TASK INSTRUCTIONS>
Would you set down the data below exactly as shown?

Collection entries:
○ ○ ○
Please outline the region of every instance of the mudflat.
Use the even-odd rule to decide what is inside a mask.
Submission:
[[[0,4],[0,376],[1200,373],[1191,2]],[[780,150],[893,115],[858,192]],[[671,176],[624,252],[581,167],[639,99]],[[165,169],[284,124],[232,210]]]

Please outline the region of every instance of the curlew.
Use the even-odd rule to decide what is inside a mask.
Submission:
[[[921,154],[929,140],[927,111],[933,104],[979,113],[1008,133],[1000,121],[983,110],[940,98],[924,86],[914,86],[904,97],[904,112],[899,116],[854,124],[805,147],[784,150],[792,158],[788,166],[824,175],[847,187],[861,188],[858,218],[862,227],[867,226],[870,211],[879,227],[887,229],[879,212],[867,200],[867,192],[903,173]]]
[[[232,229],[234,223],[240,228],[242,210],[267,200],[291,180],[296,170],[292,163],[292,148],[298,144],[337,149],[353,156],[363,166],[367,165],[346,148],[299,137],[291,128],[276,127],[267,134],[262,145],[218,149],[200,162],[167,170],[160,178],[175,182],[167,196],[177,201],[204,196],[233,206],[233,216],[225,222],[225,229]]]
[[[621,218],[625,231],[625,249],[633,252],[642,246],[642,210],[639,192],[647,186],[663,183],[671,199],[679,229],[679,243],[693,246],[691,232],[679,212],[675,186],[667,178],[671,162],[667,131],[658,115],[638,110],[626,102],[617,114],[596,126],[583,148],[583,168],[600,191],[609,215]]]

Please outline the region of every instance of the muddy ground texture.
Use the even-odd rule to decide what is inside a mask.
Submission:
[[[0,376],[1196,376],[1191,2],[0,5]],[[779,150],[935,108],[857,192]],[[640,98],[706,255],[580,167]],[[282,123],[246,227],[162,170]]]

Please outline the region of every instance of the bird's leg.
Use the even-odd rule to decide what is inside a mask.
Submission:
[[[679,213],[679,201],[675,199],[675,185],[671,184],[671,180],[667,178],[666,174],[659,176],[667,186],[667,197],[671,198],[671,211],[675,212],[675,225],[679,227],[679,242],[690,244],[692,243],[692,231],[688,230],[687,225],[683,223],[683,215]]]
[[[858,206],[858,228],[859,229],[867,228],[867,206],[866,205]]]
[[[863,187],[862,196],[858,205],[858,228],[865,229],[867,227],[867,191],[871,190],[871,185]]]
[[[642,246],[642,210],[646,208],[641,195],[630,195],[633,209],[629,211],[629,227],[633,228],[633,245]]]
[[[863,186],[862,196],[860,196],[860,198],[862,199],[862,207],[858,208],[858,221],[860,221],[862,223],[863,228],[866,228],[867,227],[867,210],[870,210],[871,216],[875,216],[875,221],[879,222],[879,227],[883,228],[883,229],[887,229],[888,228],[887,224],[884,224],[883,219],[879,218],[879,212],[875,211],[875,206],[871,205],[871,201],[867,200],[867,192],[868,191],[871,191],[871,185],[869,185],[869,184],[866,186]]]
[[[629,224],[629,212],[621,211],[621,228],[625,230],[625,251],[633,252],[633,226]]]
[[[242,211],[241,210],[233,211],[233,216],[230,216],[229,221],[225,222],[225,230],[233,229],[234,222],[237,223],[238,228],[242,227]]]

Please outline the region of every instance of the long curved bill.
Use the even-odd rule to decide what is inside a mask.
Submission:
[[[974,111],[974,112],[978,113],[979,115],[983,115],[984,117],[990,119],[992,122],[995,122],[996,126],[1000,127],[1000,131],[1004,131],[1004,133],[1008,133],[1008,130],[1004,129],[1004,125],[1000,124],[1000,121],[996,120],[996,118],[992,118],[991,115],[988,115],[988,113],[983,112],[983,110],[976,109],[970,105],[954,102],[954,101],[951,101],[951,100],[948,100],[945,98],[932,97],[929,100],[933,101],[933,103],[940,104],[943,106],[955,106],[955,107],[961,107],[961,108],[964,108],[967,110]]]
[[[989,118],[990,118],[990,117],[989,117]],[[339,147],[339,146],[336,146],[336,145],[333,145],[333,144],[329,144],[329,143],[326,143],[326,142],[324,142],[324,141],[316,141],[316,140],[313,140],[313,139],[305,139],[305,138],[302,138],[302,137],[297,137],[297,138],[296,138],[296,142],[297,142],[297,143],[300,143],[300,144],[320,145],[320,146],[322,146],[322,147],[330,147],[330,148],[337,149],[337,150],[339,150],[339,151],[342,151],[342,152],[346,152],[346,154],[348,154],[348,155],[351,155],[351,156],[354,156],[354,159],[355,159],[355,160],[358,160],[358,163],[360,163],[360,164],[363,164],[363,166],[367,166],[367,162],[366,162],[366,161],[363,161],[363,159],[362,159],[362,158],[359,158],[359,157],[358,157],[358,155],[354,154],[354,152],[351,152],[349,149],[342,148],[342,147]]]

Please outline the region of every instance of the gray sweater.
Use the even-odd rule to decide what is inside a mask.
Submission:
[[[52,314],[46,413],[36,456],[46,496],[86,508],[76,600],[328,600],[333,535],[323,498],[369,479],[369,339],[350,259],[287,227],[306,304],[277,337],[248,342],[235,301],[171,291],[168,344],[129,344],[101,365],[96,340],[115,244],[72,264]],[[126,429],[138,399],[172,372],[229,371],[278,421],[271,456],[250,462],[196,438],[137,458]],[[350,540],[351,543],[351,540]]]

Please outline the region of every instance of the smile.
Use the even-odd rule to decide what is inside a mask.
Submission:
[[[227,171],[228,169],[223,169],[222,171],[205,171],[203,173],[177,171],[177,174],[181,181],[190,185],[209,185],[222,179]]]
○ ○ ○
ANSWER BOX>
Please outline the region of every instance of the mudflat.
Use the even-odd rule to decide what is inside a mask.
Submission:
[[[0,4],[0,376],[1200,373],[1191,2]],[[780,150],[893,115],[858,192]],[[671,176],[624,252],[581,167],[639,99]],[[165,169],[284,124],[232,210]]]

Please outline the region of every instance of the curlew.
Use the even-odd rule to decide what is inside a mask.
Submission:
[[[921,154],[929,140],[927,111],[933,104],[979,113],[1008,133],[1000,121],[983,110],[940,98],[924,86],[914,86],[904,97],[904,112],[899,116],[854,124],[805,147],[784,150],[792,158],[788,166],[824,175],[847,187],[861,188],[858,218],[862,227],[867,226],[870,211],[879,227],[887,229],[879,212],[867,200],[867,192],[903,173]]]
[[[232,229],[234,223],[240,228],[242,210],[267,200],[291,180],[296,170],[292,163],[292,148],[298,144],[337,149],[353,156],[363,166],[367,165],[346,148],[299,137],[291,128],[276,127],[267,134],[262,145],[218,149],[200,162],[167,170],[160,178],[175,182],[167,196],[177,201],[204,196],[233,206],[233,216],[225,222],[225,229]]]
[[[621,218],[625,231],[625,249],[633,252],[642,246],[642,210],[639,192],[647,186],[663,183],[671,199],[679,229],[679,243],[693,246],[691,232],[679,212],[675,186],[667,178],[671,162],[667,131],[658,115],[638,110],[626,102],[617,114],[596,126],[583,148],[583,168],[600,191],[609,215]]]

Please outline the region of every instance of the muddy ground texture.
Use the even-odd rule to decide what is inside a mask.
Submission:
[[[0,376],[1196,376],[1191,2],[0,5]],[[779,150],[935,108],[857,192]],[[640,98],[706,255],[580,167]],[[282,123],[246,227],[162,170]]]

Please outline the region of every instance of the bird's leg.
Use the even-odd rule to decide what is inside a mask.
Submission:
[[[679,213],[679,201],[675,199],[675,185],[671,184],[671,180],[667,178],[666,174],[659,176],[667,186],[667,197],[671,198],[671,211],[675,212],[675,225],[679,227],[679,242],[690,244],[692,243],[692,231],[688,230],[687,225],[683,223],[683,215]]]
[[[858,206],[858,228],[859,229],[867,228],[867,206],[866,205]]]
[[[863,187],[862,196],[858,205],[858,228],[865,229],[867,227],[867,191],[871,190],[871,185]]]
[[[642,246],[642,210],[646,208],[641,195],[630,195],[633,209],[629,211],[629,227],[633,228],[633,245]]]
[[[863,186],[862,196],[860,196],[860,198],[862,199],[862,207],[858,208],[858,221],[860,221],[862,223],[863,228],[866,228],[867,227],[867,210],[870,210],[871,216],[875,216],[875,221],[879,222],[879,227],[883,228],[883,229],[887,229],[888,228],[887,224],[884,224],[883,219],[879,218],[879,212],[875,211],[875,206],[871,205],[871,201],[867,200],[867,192],[868,191],[871,191],[871,185],[869,185],[869,184],[866,186]]]
[[[629,224],[629,212],[621,211],[621,228],[625,230],[625,251],[633,252],[633,226]]]
[[[242,211],[241,210],[233,211],[233,216],[230,216],[229,221],[225,222],[225,230],[233,229],[234,222],[237,223],[238,228],[242,227]]]

Please outline the region of every instance of the long curved bill.
Use the even-odd rule to decide what is inside a mask.
Submission:
[[[974,111],[974,112],[978,113],[979,115],[983,115],[984,117],[990,119],[992,122],[995,122],[996,126],[1000,127],[1000,131],[1004,131],[1004,133],[1008,133],[1008,130],[1004,129],[1004,125],[1000,124],[1000,121],[996,120],[996,118],[992,118],[991,115],[988,115],[988,113],[983,112],[983,110],[976,109],[970,105],[954,102],[954,101],[951,101],[951,100],[948,100],[945,98],[932,97],[929,100],[933,101],[933,103],[940,104],[943,106],[955,106],[955,107],[961,107],[961,108],[964,108],[967,110]]]
[[[989,118],[990,118],[990,117],[989,117]],[[339,147],[339,146],[336,146],[336,145],[333,145],[333,144],[329,144],[329,143],[326,143],[326,142],[324,142],[324,141],[316,141],[316,140],[313,140],[313,139],[305,139],[305,138],[302,138],[302,137],[297,137],[297,138],[296,138],[296,142],[297,142],[297,143],[300,143],[300,144],[320,145],[320,146],[322,146],[322,147],[330,147],[330,148],[337,149],[337,150],[339,150],[339,151],[342,151],[342,152],[346,152],[346,154],[348,154],[348,155],[351,155],[351,156],[354,156],[354,159],[355,159],[355,160],[358,160],[358,163],[360,163],[360,164],[363,164],[363,166],[367,166],[367,162],[366,162],[366,161],[363,161],[363,159],[362,159],[362,158],[359,158],[359,157],[358,157],[358,155],[354,154],[354,152],[351,152],[349,149],[342,148],[342,147]]]

Please outline the region of every instance of the gray sweater.
Use the even-odd rule to decide what is inside a mask.
Submission:
[[[52,314],[46,413],[36,456],[46,496],[86,508],[76,600],[328,600],[333,535],[323,498],[369,479],[369,339],[350,259],[287,227],[306,304],[277,337],[248,342],[235,301],[171,291],[168,344],[129,344],[101,365],[96,340],[115,244],[72,264]],[[126,429],[138,399],[172,372],[229,371],[278,421],[271,456],[250,462],[196,438],[137,458]],[[350,540],[351,543],[351,540]]]

Please outline the region of every instance of the smile.
Use the even-odd rule to decide what is inside a mask.
Submission:
[[[227,171],[228,169],[223,169],[222,171],[205,171],[203,173],[177,171],[177,174],[181,181],[190,185],[209,185],[222,179]]]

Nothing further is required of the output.